>>>>
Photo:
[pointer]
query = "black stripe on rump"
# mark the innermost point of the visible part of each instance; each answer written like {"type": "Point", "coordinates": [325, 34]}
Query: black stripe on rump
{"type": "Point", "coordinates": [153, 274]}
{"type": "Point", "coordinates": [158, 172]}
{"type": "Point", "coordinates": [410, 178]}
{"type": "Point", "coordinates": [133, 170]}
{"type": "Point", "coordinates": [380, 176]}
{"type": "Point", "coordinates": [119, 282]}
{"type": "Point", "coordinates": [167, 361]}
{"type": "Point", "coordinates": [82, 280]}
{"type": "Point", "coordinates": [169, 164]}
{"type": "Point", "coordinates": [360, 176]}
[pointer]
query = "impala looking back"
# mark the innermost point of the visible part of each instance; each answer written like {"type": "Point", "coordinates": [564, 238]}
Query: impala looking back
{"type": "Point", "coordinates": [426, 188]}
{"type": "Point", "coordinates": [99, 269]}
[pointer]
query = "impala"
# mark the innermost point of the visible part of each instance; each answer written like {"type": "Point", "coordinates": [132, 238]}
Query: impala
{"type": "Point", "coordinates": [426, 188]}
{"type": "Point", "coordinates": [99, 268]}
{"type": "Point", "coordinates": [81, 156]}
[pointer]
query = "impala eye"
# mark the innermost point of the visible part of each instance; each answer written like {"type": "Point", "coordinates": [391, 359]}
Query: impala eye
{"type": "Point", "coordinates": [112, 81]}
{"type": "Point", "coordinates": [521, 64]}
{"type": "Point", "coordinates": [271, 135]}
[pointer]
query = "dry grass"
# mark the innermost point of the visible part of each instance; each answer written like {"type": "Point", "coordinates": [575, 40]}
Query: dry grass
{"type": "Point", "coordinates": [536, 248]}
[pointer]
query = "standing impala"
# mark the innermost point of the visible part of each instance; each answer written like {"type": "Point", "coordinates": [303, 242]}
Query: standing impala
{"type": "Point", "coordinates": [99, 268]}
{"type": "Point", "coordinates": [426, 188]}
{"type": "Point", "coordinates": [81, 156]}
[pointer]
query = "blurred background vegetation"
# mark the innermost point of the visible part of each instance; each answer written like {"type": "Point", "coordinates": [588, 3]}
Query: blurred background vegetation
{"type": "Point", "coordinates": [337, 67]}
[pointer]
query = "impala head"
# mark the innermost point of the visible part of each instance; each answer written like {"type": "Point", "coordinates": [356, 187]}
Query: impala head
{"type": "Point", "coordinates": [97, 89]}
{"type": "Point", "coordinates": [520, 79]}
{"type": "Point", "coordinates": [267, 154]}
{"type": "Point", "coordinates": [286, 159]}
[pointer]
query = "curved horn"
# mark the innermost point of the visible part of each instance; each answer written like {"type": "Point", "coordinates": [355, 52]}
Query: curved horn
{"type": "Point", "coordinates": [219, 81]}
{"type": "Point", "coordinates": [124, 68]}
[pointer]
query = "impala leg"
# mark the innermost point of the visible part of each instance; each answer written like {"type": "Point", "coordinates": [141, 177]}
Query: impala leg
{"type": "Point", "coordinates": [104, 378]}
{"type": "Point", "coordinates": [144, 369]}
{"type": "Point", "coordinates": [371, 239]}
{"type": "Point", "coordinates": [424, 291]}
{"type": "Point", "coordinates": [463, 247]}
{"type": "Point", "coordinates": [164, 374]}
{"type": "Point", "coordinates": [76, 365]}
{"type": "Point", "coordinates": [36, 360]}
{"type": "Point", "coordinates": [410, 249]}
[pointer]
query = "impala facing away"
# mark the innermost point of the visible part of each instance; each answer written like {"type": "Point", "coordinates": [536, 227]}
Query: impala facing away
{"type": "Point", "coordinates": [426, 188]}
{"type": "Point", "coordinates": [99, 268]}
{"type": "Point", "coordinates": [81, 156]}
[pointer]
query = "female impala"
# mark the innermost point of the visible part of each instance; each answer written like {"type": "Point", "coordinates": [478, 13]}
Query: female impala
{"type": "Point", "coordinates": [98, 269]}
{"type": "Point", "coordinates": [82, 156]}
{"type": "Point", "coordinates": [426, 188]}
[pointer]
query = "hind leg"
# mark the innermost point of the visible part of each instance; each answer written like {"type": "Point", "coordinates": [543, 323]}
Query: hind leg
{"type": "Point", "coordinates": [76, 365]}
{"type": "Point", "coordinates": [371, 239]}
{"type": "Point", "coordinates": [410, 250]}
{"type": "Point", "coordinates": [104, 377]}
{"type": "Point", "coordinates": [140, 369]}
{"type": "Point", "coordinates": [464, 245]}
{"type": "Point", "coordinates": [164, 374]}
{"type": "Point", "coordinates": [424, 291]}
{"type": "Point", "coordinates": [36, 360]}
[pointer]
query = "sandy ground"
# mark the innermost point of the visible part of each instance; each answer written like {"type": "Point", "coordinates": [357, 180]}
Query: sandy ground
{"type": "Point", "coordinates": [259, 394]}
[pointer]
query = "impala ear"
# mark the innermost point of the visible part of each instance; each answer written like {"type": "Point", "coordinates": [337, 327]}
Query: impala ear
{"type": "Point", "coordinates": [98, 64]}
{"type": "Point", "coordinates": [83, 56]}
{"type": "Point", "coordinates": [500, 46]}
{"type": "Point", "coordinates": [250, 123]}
<<<<
▶ [Set problem]: Print all of the entries again, exactly as written.

▶ [Full solution]:
Photo:
[pointer]
query = "black stripe on rump"
# mark the innermost point of the visible part of each instance; each answer written like {"type": "Point", "coordinates": [325, 34]}
Query: black stripe on rump
{"type": "Point", "coordinates": [153, 274]}
{"type": "Point", "coordinates": [158, 172]}
{"type": "Point", "coordinates": [410, 178]}
{"type": "Point", "coordinates": [133, 170]}
{"type": "Point", "coordinates": [380, 176]}
{"type": "Point", "coordinates": [119, 282]}
{"type": "Point", "coordinates": [167, 361]}
{"type": "Point", "coordinates": [82, 280]}
{"type": "Point", "coordinates": [169, 164]}
{"type": "Point", "coordinates": [360, 176]}
[pointer]
query = "impala looking back"
# mark the innermost point of the visible part of each instance; each answer written like {"type": "Point", "coordinates": [564, 238]}
Query: impala looking back
{"type": "Point", "coordinates": [426, 188]}
{"type": "Point", "coordinates": [99, 269]}
[pointer]
query = "impala"
# mark the innermost point of the visible part of each instance; each answer written like {"type": "Point", "coordinates": [132, 238]}
Query: impala
{"type": "Point", "coordinates": [426, 188]}
{"type": "Point", "coordinates": [99, 268]}
{"type": "Point", "coordinates": [81, 156]}
[pointer]
query = "impala eye"
# mark the innermost point of the visible part of each instance; each answer written like {"type": "Point", "coordinates": [391, 359]}
Query: impala eye
{"type": "Point", "coordinates": [112, 81]}
{"type": "Point", "coordinates": [521, 64]}
{"type": "Point", "coordinates": [271, 135]}
[pointer]
query = "dry grass"
# mark the innermost point of the visible part of each instance; each answer written like {"type": "Point", "coordinates": [575, 40]}
Query: dry grass
{"type": "Point", "coordinates": [536, 248]}
[pointer]
query = "standing impala"
# mark the innermost point of the visible part of each instance; each answer written like {"type": "Point", "coordinates": [303, 242]}
Query: standing impala
{"type": "Point", "coordinates": [99, 268]}
{"type": "Point", "coordinates": [426, 188]}
{"type": "Point", "coordinates": [81, 156]}
[pointer]
query = "blurred background vegetation"
# mark the innermost point of the visible part of each instance; each answer written like {"type": "Point", "coordinates": [588, 3]}
Query: blurred background vegetation
{"type": "Point", "coordinates": [337, 67]}
[pointer]
query = "impala head"
# mark the innermost point of the visible part of each instance; each answer written like {"type": "Point", "coordinates": [356, 187]}
Query: impala head
{"type": "Point", "coordinates": [97, 89]}
{"type": "Point", "coordinates": [520, 79]}
{"type": "Point", "coordinates": [267, 154]}
{"type": "Point", "coordinates": [286, 159]}
[pointer]
query = "curved horn"
# mark the innermost point of the visible part of each instance; each answer written like {"type": "Point", "coordinates": [355, 52]}
Query: curved horn
{"type": "Point", "coordinates": [219, 81]}
{"type": "Point", "coordinates": [124, 68]}
[pointer]
query = "impala leg"
# mark the innermost point of the visible part of each instance; each answer written like {"type": "Point", "coordinates": [141, 177]}
Query: impala leg
{"type": "Point", "coordinates": [104, 378]}
{"type": "Point", "coordinates": [144, 369]}
{"type": "Point", "coordinates": [371, 239]}
{"type": "Point", "coordinates": [424, 291]}
{"type": "Point", "coordinates": [463, 247]}
{"type": "Point", "coordinates": [164, 374]}
{"type": "Point", "coordinates": [76, 365]}
{"type": "Point", "coordinates": [36, 360]}
{"type": "Point", "coordinates": [410, 249]}
[pointer]
query = "impala facing away"
# mark the innermost point of the visible part of each instance; each answer written like {"type": "Point", "coordinates": [536, 227]}
Query: impala facing away
{"type": "Point", "coordinates": [426, 188]}
{"type": "Point", "coordinates": [99, 268]}
{"type": "Point", "coordinates": [81, 156]}
[pointer]
query = "female impala"
# mark the innermost point of the visible part of each instance; each answer written like {"type": "Point", "coordinates": [478, 13]}
Query: female impala
{"type": "Point", "coordinates": [98, 269]}
{"type": "Point", "coordinates": [82, 156]}
{"type": "Point", "coordinates": [426, 188]}
[pointer]
query = "hind leg"
# mark the innermost point of the visible part of each instance; each answer written like {"type": "Point", "coordinates": [543, 323]}
Query: hind leg
{"type": "Point", "coordinates": [76, 365]}
{"type": "Point", "coordinates": [371, 239]}
{"type": "Point", "coordinates": [410, 250]}
{"type": "Point", "coordinates": [104, 377]}
{"type": "Point", "coordinates": [140, 369]}
{"type": "Point", "coordinates": [464, 245]}
{"type": "Point", "coordinates": [164, 374]}
{"type": "Point", "coordinates": [424, 291]}
{"type": "Point", "coordinates": [36, 360]}
[pointer]
query = "sandy ground"
# mark the innermost point of the visible part of each instance; each answer written like {"type": "Point", "coordinates": [357, 180]}
Query: sandy ground
{"type": "Point", "coordinates": [259, 394]}
[pointer]
query = "impala ear"
# mark the innermost point of the visible part of each instance; each answer written like {"type": "Point", "coordinates": [337, 327]}
Query: impala ear
{"type": "Point", "coordinates": [98, 64]}
{"type": "Point", "coordinates": [83, 56]}
{"type": "Point", "coordinates": [500, 46]}
{"type": "Point", "coordinates": [250, 123]}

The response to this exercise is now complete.